Task set:
1. Which developments does the article on dollar reserves say arrived in the same week as the central-bank milestone? List all of them.
2. Quote the article on dollar reserves from "The thesis this" to "is becoming visible.".

The Dollar's Slow Erosion: Central Banks Vote With Their Reserves as US Markets Price Their Own Skepticism
For the first time since 2023, more central banks plan to cut dollar holdings than add to them — a signal landing on the same week the S&P 500 was declared expensive on 17 of 20 metrics and the Fed signalled rate cuts are losing support.

On 9 July 2026, in a one-line post that carried more geopolitical weight than most central-bank communiqués manage in a year, the markets account @unusual_whales flagged a quiet milestone: for the first time since the GPI series began recording reserve managers' long-term intentions in 2023, more central banks plan to decrease their dollar holdings than increase them over the next ten years. The number itself is small. The signal is not. It arrived in the same week the Federal Reserve's own minutes suggested rate cuts are losing support as inflation rises, the same week the Fed was reported to be considering an overhaul of its inflation gauge to ease the pressure for those very rate hikes, and the same week Bank of America's sell-side desk declared the S&P 500 "statistically expensive on 17 of 20 metrics" and trading rich versus tech-bubble benchmarks on eight of them. Each of these is a familiar story on its own. Read together, they sketch a single picture: a reserve currency under quiet, coordinated retreat from below, while the asset markets denominated in that currency are priced for a level of confidence the underlying issuer is no longer projecting.
The thesis this piece advances is unfashionable in mainstream financial commentary but hard to dismiss on the data: the dollar's centrality is being undermined less by any single act of American statecraft, and more by the slow accumulation of decisions made by hundreds of unconnected officials in foreign finance ministries, each calculating that the cost of holding a little less of the world's anchor currency is now lower than the cost of holding as much of it as they used to. That is the structural frame. The headlines — the Fed minutes, the inflation-gauge chatter, the equity-valuation warnings — are the surface noise through which that deeper rebalancing is becoming visible.
The GPI signal, and what ten-year intentions actually measure
The phrase "GPI series" in the 9 July post refers to a standing survey of reserve managers — the officials who sit on the foreign-exchange committees of central banks and sovereign wealth funds and who decide, on a multi-year horizon, what mix of currencies, gold, and other assets their institutions will hold in case of crisis. The metric the post highlights is a net balance: the share of managers who say they intend to reduce dollar holdings over the next decade, minus the share who say they intend to increase them. For the first three years of the survey's existence, that balance has been positive — more central banks adding dollars than shedding them. As of the latest reading, it has flipped negative. The post does not give the exact net figure, but it does establish the directional fact: the long-term tilt away from the dollar, which has been theoretical since the BRICS expansion debates and the China–Russia bilateral settlement experiments of the early 2020s, is now showing up in the stated intentions of the people who actually run the reserve books.
That this is happening without a single dramatic trigger — no dollar-weaponisation episode comparable to the 2022 Russia freeze, no overt de-dollarisation announcement from a major bloc — is precisely what makes it significant. Reserve managers are, by training and by mandate, conservative. They move slowly. They diversify even more slowly. When their stated ten-year intentions shift, it is usually because something has changed in their internal risk models, not because of a news cycle. The most plausible read is that the post-2022 reassessment of dollar-asset confiscation risk, combined with the steady expansion of alternative payment rails and the rising weight of gold in official sector buying, has now become the baseline assumption rather than a tail scenario. If that is the case, the dollar's share of global reserves will continue to drift lower not because anyone is forcing it to, but because the marginal allocator, on the margin, is choosing something else.

Data provided:
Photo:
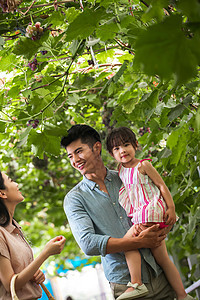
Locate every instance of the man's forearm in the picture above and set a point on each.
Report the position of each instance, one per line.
(123, 244)
(148, 238)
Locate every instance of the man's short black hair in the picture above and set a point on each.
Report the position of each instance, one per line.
(85, 133)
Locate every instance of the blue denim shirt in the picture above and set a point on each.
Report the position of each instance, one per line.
(94, 217)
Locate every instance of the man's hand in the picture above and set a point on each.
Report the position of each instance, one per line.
(38, 277)
(152, 237)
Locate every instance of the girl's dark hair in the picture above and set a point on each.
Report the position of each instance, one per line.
(120, 135)
(4, 214)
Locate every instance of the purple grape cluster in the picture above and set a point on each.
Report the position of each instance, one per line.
(90, 62)
(34, 31)
(143, 130)
(33, 123)
(43, 52)
(33, 64)
(3, 5)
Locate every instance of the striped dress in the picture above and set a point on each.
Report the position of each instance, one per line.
(140, 197)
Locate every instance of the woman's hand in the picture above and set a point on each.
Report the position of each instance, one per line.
(55, 245)
(38, 277)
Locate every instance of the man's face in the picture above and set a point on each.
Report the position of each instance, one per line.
(82, 157)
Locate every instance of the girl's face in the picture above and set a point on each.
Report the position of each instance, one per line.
(11, 193)
(125, 154)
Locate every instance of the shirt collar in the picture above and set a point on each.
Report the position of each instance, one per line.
(91, 184)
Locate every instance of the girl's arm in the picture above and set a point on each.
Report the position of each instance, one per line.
(54, 246)
(148, 169)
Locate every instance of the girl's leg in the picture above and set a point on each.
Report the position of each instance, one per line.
(135, 287)
(170, 270)
(133, 260)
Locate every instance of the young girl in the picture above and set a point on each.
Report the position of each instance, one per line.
(16, 256)
(146, 199)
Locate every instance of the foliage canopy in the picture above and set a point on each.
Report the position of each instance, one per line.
(104, 63)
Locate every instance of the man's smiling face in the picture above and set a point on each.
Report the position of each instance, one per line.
(82, 157)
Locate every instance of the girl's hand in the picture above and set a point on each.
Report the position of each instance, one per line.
(38, 277)
(55, 245)
(170, 216)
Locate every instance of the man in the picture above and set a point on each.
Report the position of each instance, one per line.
(99, 223)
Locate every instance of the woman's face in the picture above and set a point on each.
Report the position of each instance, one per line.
(11, 193)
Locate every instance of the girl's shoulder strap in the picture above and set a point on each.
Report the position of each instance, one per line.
(145, 159)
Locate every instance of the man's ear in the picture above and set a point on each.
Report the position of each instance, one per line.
(97, 147)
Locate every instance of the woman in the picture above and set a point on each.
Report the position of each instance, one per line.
(16, 256)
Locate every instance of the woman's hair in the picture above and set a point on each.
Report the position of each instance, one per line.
(120, 135)
(4, 214)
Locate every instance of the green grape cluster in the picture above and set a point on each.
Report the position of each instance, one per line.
(34, 31)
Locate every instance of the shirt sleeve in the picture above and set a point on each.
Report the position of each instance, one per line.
(82, 226)
(4, 251)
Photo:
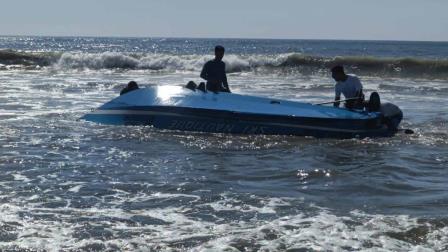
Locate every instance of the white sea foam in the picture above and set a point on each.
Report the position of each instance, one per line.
(316, 230)
(234, 63)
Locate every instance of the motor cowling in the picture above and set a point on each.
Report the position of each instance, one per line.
(392, 115)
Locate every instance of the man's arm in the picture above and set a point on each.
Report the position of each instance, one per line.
(337, 97)
(204, 72)
(336, 104)
(224, 82)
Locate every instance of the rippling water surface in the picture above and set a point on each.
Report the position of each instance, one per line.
(72, 185)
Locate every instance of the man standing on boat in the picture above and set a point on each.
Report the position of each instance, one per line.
(214, 72)
(350, 86)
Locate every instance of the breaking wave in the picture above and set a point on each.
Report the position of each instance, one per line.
(427, 68)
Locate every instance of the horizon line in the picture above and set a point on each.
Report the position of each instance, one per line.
(230, 37)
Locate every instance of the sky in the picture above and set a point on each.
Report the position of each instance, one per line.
(420, 20)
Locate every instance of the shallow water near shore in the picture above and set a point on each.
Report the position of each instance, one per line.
(71, 185)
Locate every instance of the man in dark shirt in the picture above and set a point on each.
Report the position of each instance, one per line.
(214, 72)
(132, 85)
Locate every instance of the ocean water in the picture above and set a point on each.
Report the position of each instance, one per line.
(71, 185)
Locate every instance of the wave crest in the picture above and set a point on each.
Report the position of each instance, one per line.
(364, 65)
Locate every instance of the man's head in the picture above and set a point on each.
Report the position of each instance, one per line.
(338, 73)
(132, 85)
(219, 52)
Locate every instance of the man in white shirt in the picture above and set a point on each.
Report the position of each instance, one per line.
(350, 86)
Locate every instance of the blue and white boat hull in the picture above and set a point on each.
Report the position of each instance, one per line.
(178, 108)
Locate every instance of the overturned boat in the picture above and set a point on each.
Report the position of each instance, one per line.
(180, 108)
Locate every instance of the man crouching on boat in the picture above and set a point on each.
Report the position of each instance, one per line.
(214, 72)
(350, 86)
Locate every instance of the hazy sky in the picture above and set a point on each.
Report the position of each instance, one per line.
(318, 19)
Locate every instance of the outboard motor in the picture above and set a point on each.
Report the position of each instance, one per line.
(392, 115)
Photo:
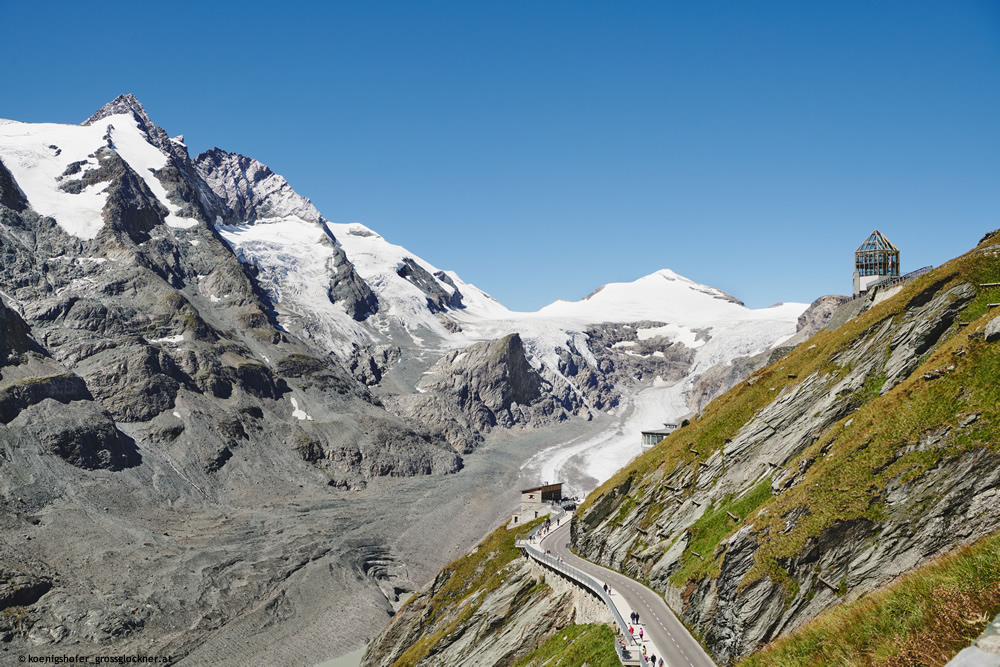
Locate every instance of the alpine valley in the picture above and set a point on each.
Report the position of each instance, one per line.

Outputs:
1.
- The Federal Reserve's own minutes suggested rate cuts are losing support as inflation rises.
- The Fed was reported to be considering an overhaul of its inflation gauge.
- Bank of America's sell-side desk declared the S&P 500 "statistically expensive on 17 of 20 metrics" and trading rich versus tech-bubble benchmarks on eight of them.

2.
The thesis this piece advances is unfashionable in mainstream financial commentary but hard to dismiss on the data: the dollar's centrality is being undermined less by any single act of American statecraft, and more by the slow accumulation of decisions made by hundreds of unconnected officials in foreign finance ministries, each calculating that the cost of holding a little less of the world's anchor currency is now lower than the cost of holding as much of it as they used to. That is the structural frame. The headlines — the Fed minutes, the inflation-gauge chatter, the equity-valuation warnings — are the surface noise through which that deeper rebalancing is becoming visible.